# Aim of the exercise
Every line of the material below should be repeated exactly.
===== Listed entries =====
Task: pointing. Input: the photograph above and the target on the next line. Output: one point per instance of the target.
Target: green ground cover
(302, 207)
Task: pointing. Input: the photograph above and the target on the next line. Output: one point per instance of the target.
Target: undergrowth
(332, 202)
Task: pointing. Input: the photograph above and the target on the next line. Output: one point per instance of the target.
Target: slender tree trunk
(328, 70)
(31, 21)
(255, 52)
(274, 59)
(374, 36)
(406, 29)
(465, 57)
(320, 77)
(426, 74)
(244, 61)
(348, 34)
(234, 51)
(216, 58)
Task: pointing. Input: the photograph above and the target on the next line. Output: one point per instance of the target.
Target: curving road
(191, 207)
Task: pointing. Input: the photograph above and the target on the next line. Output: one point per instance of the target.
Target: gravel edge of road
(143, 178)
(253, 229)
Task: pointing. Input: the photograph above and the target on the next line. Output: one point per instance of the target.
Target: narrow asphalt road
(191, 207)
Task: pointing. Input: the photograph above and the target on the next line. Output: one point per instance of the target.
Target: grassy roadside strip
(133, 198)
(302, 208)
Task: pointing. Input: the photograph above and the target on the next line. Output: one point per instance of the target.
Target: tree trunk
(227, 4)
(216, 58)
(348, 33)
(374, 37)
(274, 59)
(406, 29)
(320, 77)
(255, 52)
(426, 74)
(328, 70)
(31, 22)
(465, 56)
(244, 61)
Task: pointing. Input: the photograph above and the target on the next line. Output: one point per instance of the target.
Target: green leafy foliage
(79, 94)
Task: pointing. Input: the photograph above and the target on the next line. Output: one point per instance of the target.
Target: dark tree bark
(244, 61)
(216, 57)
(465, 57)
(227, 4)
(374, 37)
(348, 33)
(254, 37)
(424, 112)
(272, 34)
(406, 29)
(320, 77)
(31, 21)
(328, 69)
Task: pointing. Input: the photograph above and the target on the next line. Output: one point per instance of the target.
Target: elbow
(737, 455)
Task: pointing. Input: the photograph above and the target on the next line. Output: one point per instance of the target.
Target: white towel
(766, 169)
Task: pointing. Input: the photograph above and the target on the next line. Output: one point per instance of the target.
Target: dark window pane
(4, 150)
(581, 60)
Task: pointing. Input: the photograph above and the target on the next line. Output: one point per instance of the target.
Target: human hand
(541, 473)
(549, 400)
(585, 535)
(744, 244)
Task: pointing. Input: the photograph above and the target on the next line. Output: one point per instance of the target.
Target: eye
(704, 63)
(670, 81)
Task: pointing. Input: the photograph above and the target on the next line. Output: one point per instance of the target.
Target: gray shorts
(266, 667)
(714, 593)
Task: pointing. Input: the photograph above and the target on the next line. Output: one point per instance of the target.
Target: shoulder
=====
# Solution to the problem
Task: pointing. Input: the photograph above and the target on the next line. Output: one point per instance of the target.
Target: green ground cover
(302, 207)
Task: pointing. Input: the photograph above and the target on the next line. Output: one point per instance of the target.
Target: undergrowth
(332, 202)
Task: pointing. Input: the photograph above and the target on the next line. Output: one point per instance of the target.
Target: slender tree trunk
(328, 70)
(31, 21)
(255, 52)
(274, 59)
(374, 36)
(406, 29)
(465, 57)
(320, 77)
(426, 74)
(244, 61)
(348, 34)
(234, 51)
(216, 58)
Task: pointing. Input: the photograph above and the target on the next line. Output: one point per instance of the target.
Target: curving road
(191, 207)
Task: pointing. Input: the photograph above and the target on the next line. Output: one point per instance of the target.
Target: gravel edge of road
(143, 178)
(253, 229)
Task: pointing. Input: the photograph above and the target on the next line. Output: one point per instance of the target.
Target: narrow asphalt road
(191, 207)
Task: pointing. Input: the photograph above and the target on the next line. Output: one point per instance of the target.
Target: grassy roadside strip
(133, 198)
(302, 208)
Task: pointing. Input: the photograph above and the target on the next line. Output: one point per instance of the target.
Target: tree trunk
(227, 4)
(216, 58)
(348, 33)
(374, 37)
(274, 59)
(406, 29)
(320, 77)
(255, 52)
(426, 74)
(328, 70)
(31, 22)
(465, 56)
(244, 61)
Task: pointing. Input: the photograph above and the target on the next line. Output: one point per instance of the target.
Target: green leafy foliage
(79, 94)
Task: pointing. Input: the photograph above and the target on the next line. Output: one point per instance of the target.
Target: dark tree bark
(244, 61)
(216, 57)
(465, 57)
(227, 4)
(374, 37)
(348, 33)
(254, 37)
(424, 112)
(272, 34)
(406, 29)
(320, 77)
(31, 21)
(328, 69)
Task: pointing. Input: the photograph above and the target on the next line. Output: one point per instance of the target.
Target: elbow
(737, 455)
Task: pointing. Input: the photograph above and the target on the next line. Output: one point per instance of the target.
Target: white towel
(766, 169)
Task: pointing. Input: the photograph above and the target on the next line. Output: one point per instance of the target.
Target: dark window pane
(4, 150)
(581, 60)
Task: pointing. Input: the photograph above and the target on the next line. Output: one point per instance of the target.
Target: human hand
(541, 473)
(549, 400)
(585, 535)
(744, 244)
Task: pointing. Input: the photograph above and the target on the next line. Output: one point per instance of the target.
Target: eye
(704, 63)
(670, 81)
Task: pointing. Input: the photograph above and the target on the next line. Output: one point per instance of the target.
Target: gray shorts
(266, 667)
(714, 593)
Task: pointing. Input: the photograph above and the target on the next line. Output: one point per instance of the target.
Target: shoulder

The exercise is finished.